## Exercise requirements
Print the portion of the patch review below starting at "The diff relative" and ending at "insertions(+), 6 deletions(-)", copied verbatim.

** BEGIN Extract provided **

The diff relative to the previous round looked good.  I am not a
"stash -p" user myself, but I suspect that there are people who
heavily use it, so I'd feel safer if an extra set of eye looks at
the patch and gives an Ack, but other than that I have no comments
on the patch.  Looking good.

Thanks.


>  builtin/stash.c             | 70 +++++++++++++++++++++++++++++++++----
>  t/perf/p3904-stash-patch.sh | 43 +++++++++++++++++++++++
>  2 files changed, 107 insertions(+), 6 deletions(-)
>  create mode 100755 t/perf/p3904-stash-patch.sh
>
> diff --git a/builtin/stash.c b/builtin/stash.c
> index 32dbc97b47..c4809f299a 100644
> --- a/builtin/stash.c
> +++ b/builtin/stash.c
> @@ -372,6 +372,56 @@ static int reset_tree(struct object_id *i_tree, int update, int reset)
>  	return 0;
>  }
>  
> +static int create_index_from_tree(const struct object_id *tree_id,
> +				  const char *index_path)

** END Extract provided **
** BEGIN Extracted entries **

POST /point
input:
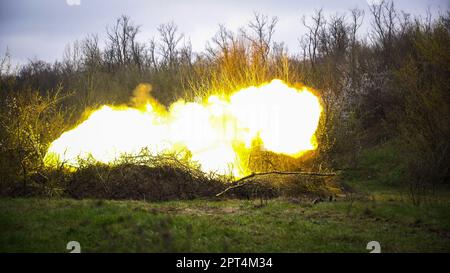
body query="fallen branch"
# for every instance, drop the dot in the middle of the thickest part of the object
(240, 182)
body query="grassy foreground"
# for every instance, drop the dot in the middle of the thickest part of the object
(42, 225)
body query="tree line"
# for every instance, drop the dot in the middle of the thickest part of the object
(391, 84)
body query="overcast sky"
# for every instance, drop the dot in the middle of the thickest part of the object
(42, 28)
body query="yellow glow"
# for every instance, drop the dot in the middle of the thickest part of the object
(217, 132)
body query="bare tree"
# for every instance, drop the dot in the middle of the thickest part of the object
(261, 32)
(313, 35)
(122, 47)
(169, 41)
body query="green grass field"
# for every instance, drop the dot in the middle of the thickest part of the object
(43, 225)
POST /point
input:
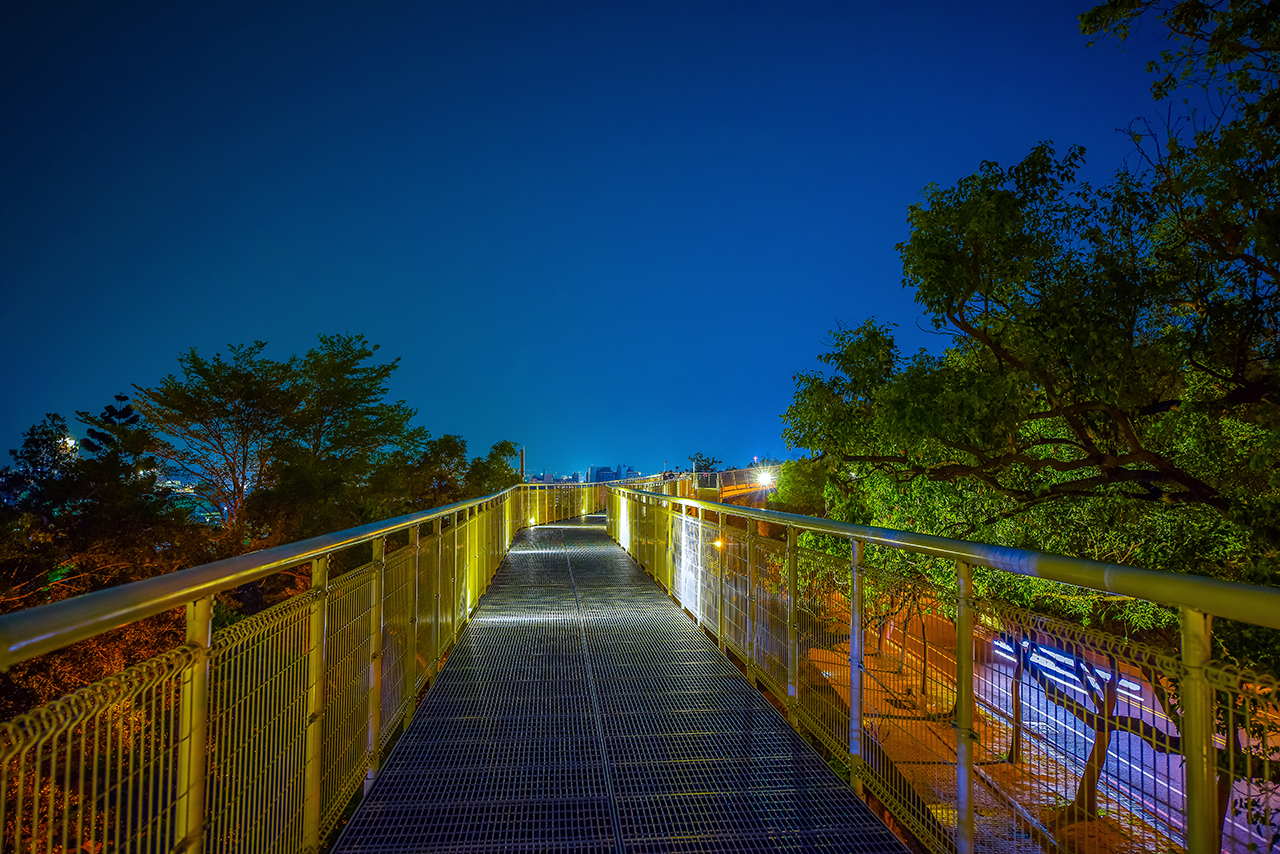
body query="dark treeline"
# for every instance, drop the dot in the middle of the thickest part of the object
(1110, 379)
(231, 455)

** END Extracted entries **

## Output for this exercise
The diff relative to the previous round looked good.  I am not a
"stash -p" user myself, but I suspect that there are people who
heavily use it, so I'd feel safer if an extra set of eye looks at
the patch and gives an Ack, but other than that I have no comments
on the patch.  Looking good.

Thanks.


>  builtin/stash.c             | 70 +++++++++++++++++++++++++++++++++----
>  t/perf/p3904-stash-patch.sh | 43 +++++++++++++++++++++++
>  2 files changed, 107 insertions(+), 6 deletions(-)